• _Written request 1_:
Extract the part of the BigQuery post that runs from "BigQuery is able" to "the new table.".

• _Text excerpt_:

MatrixAdapt | Logiciel de gestion d'Entreprise, Création et référencement des sites web

Seo Master present to you: Author Picture

By Felipe Hoffa, Cloud Platform team

Google BigQuery is designed to make it easy to analyze large amounts of data quickly. Today we announced several updates that give BigQuery the ability to handle arbitrarily large result sets, use window functions for advanced analytics, and cache query results. You are also getting new UI features, larger interactive quotas, and a new convenient tiered pricing scheme. In this post we'll dig further into the technical details of these new features.

Large results

BigQuery is able to process terabytes of data, but until today BigQuery could only output up to 128 MB of compressed data per query. Many of you asked for more and from now on BigQuery will be able to output results as large as the largest tables our customers have ever had.

To get this benefit, you should enable the new "--allow_large_results" flag when issuing a query job, and specify a destination table. All results will be saved to the new specified table (or appended, if the table exists). In the updated web UI these options can be found under the new "Enable Options" menu.

With this feature, you can run big transformations on your tables, plus get big subsets of data to further analyze from the new table.

Analytic functions

BigQuery's power is in the ability to interactively run aggregate queries over terabytes of data, but sometimes counts and averages are not enough. That's why BigQuery also lets you calculate quantiles, variance and standard deviation, as well as other advanced functions.

To make BigQuery even more powerful, today we are adding support for window functions (also known as "analytical functions") for ranking, percentiles, and relative row navigation. These new functions give you different ways to rank results, explore distributions and percentiles, and traverse results without the need for a self join.

To introduce these functions with an advanced example, let's use the dataset we collected from the Data Sensing Lab at Google I/O. With the percentile_cont() function it's easy to get the median temperature over each room:


SELECT percentile_cont(0.5) OVER (PARTITION BY room ORDER BY data) AS median, room
FROM [io_sensor_data.moscone_io13]
WHERE sensortype='temperature'

In this example, each original data row shows the median temperature for each room. To visualize it better, it's a good idea to group all results by room with an outer query:


SELECT MAX(median) AS median, room FROM (
  SELECT percentile_cont(0.5) OVER (PARTITION BY room ORDER BY data) AS median, room
  FROM [io_sensor_data.moscone_io13]
  WHERE sensortype='temperature'
)
GROUP BY room

We can add an additional outer query, to rank the rooms according to which one had the coldest median temperature. We'll use one of the new ranking window functions, dense_rank():


SELECT DENSE_RANK() OVER (ORDER BY median) rank, median, room FROM (
  SELECT MAX(median) AS median, room FROM (
    SELECT percentile_cont(0.5) OVER (PARTITION BY room ORDER BY data) AS median, room
    FROM [io_sensor_data.moscone_io13]
    WHERE sensortype='temperature'
  )
  GROUP BY room
)

We've updated the documentation with descriptions and examples for each of the new window functions. Note that they require the OVER() clause, with an optional PARTITION BY and sometimes required ORDER BY arguments. ORDER BY tells the window function what criteria to use to rank items, while PARTITION BY allows you to define multiple groups to be analyzed independently of each other.

• _Data provided_:
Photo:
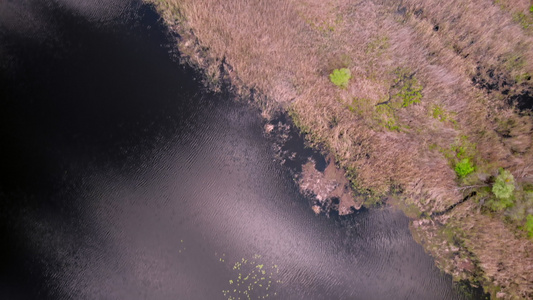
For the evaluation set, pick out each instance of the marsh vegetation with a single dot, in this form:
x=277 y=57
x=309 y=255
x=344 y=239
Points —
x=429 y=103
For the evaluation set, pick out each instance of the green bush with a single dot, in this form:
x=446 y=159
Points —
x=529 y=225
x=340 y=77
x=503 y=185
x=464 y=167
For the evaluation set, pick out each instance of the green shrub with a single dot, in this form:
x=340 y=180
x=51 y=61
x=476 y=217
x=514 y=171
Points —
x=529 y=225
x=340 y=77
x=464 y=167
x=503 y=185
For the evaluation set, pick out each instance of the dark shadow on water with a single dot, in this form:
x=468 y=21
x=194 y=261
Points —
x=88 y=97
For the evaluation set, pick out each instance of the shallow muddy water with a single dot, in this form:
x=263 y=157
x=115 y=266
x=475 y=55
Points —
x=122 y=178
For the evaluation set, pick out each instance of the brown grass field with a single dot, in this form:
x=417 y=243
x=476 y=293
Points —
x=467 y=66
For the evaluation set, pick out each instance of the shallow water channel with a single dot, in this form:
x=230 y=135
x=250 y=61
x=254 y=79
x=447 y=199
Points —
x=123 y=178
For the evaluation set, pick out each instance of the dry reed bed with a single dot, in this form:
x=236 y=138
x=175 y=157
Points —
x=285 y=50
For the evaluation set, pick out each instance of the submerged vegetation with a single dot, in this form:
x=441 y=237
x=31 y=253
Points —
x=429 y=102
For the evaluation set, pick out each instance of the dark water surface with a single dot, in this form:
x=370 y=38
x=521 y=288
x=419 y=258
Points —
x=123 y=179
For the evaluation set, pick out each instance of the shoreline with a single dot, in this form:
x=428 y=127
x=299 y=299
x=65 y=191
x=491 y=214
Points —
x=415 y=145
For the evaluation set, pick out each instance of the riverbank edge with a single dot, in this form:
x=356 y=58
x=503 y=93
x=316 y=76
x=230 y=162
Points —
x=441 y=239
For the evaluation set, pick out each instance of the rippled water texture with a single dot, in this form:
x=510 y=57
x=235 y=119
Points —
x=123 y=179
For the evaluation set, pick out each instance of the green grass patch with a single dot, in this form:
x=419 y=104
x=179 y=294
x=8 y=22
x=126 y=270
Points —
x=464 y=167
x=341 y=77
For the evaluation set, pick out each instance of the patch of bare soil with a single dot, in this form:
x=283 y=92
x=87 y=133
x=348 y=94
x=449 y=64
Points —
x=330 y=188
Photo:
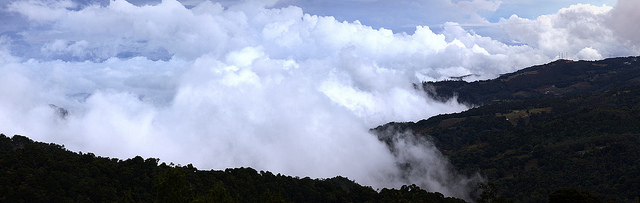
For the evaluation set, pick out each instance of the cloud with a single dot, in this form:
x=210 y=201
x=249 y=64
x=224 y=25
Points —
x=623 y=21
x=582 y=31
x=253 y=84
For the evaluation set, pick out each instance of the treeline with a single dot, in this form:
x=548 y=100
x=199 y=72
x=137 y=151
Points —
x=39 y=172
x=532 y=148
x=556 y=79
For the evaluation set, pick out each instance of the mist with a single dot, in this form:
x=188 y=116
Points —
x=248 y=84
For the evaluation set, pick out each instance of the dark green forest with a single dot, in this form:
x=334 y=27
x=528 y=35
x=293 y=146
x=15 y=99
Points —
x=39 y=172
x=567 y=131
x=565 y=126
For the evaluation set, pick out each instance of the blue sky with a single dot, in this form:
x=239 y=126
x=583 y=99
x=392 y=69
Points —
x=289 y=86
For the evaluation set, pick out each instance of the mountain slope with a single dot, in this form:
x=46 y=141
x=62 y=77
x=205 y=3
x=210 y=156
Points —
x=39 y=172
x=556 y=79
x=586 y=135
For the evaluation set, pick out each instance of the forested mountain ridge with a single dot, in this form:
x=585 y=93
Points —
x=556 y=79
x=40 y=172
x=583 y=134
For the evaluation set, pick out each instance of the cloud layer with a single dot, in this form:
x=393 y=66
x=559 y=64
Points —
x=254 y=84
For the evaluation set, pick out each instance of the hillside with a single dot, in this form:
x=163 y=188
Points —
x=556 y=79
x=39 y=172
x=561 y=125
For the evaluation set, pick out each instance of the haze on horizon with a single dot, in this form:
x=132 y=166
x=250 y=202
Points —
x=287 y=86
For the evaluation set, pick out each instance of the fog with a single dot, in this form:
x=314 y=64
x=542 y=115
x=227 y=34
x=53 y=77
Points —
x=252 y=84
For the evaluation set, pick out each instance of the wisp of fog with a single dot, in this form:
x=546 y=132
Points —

• _Written request 2_:
Put the rows above, from the start through the line containing "x=429 y=103", into a Markdown table with columns No. and Entry. Skip blank lines and leave out the pictures.

• _Worked answer 1_:
BigQuery is able to process terabytes of data, but until today BigQuery could only output up to 128 MB of compressed data per query. Many of you asked for more and from now on BigQuery will be able to output results as large as the largest tables our customers have ever had.

To get this benefit, you should enable the new "--allow_large_results" flag when issuing a query job, and specify a destination table. All results will be saved to the new specified table (or appended, if the table exists). In the updated web UI these options can be found under the new "Enable Options" menu.

With this feature, you can run big transformations on your tables, plus get big subsets of data to further analyze from the new table.

• _Worked answer 2_:
| No. | Entry |
|---|---|
| 1 | Photo: |
| 2 | For the evaluation set, pick out each instance of the marsh vegetation with a single dot, in this form: |
| 3 | x=277 y=57 |
| 4 | x=309 y=255 |
| 5 | x=344 y=239 |
| 6 | Points — |
| 7 | x=429 y=103 |